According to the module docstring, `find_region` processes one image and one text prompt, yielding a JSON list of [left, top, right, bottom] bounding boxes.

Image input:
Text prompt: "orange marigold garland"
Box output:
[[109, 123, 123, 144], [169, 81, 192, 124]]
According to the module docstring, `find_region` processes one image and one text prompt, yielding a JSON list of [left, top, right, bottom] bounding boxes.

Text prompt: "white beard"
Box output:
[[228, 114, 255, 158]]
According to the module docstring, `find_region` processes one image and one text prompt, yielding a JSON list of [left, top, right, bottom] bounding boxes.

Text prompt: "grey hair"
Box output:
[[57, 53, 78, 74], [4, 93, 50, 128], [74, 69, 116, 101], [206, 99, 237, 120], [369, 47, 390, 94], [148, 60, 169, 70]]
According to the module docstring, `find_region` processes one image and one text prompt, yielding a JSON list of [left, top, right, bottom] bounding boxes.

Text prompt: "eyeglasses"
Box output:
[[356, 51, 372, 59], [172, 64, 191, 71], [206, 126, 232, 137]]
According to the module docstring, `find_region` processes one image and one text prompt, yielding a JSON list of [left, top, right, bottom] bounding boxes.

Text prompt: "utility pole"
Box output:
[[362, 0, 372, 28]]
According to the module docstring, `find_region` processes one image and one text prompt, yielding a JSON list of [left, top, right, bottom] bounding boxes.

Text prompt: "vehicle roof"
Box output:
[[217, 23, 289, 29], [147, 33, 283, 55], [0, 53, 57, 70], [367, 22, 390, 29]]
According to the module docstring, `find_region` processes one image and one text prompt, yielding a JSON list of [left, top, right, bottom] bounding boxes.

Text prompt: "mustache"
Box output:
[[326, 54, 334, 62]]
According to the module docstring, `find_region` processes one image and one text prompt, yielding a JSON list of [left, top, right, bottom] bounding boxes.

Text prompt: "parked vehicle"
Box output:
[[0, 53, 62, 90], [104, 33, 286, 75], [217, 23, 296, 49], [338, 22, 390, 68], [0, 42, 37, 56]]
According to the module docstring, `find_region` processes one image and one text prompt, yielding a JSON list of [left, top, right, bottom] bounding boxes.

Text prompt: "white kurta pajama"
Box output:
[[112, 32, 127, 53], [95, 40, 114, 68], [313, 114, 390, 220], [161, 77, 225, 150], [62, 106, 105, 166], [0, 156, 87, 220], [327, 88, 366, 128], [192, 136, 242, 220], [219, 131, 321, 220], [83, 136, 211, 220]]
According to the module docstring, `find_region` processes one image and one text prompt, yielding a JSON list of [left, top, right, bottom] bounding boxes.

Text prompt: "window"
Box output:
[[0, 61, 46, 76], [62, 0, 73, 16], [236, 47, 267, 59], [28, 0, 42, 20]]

——

= TASK OBJECTIVE =
Please count the lines in the items above that contain the word "vehicle" and give only that number.

= EXPECTED ANSWER =
2